> **Material for this exercise**:
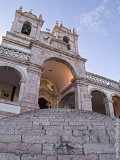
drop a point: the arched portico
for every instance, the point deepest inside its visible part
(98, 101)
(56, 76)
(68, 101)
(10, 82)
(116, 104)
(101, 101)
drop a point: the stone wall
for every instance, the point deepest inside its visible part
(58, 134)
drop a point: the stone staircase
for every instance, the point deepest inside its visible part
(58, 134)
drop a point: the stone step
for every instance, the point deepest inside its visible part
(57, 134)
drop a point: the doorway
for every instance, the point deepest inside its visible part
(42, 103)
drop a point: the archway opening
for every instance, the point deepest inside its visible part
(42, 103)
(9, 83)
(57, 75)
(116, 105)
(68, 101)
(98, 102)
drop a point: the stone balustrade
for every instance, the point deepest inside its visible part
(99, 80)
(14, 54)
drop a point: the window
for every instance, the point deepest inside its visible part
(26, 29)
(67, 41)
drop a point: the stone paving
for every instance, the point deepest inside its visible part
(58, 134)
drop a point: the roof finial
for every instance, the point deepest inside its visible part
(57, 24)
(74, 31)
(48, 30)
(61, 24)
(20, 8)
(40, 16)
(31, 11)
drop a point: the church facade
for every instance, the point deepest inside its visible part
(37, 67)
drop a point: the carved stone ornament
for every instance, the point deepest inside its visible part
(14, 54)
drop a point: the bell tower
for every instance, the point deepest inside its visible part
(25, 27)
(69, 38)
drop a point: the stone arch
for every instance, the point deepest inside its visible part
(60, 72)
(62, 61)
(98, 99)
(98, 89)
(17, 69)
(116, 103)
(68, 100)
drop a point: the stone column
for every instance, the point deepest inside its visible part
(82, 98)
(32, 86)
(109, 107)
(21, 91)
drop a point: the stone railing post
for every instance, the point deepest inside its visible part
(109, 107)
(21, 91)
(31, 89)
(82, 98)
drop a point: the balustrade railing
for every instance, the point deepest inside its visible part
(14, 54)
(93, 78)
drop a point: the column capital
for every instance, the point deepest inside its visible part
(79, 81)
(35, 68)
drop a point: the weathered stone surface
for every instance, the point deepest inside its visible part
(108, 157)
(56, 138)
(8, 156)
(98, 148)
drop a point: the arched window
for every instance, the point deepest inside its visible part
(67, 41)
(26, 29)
--
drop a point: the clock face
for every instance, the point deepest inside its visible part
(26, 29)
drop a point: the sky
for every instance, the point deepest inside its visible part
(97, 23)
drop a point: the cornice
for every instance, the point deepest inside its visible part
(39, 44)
==
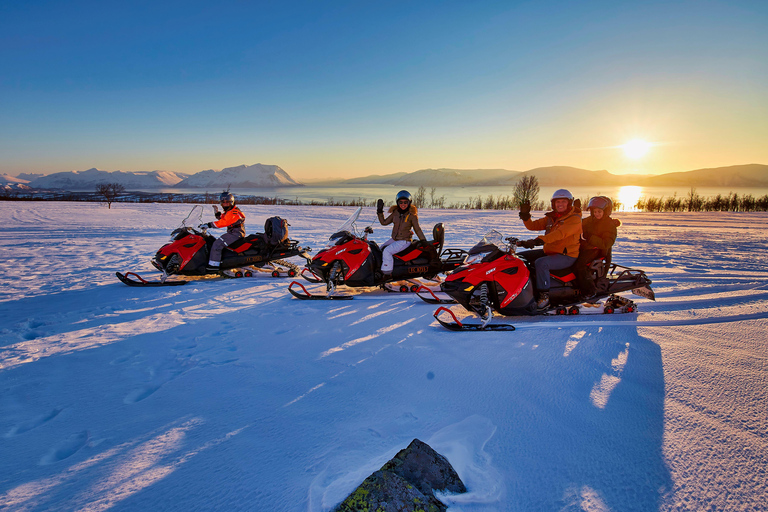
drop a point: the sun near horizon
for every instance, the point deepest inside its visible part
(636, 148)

> **Stated task**: Pull out each line of the data that includes the word "arched".

> **Task output**:
drop a point: the arched portico
drop a point: the arched window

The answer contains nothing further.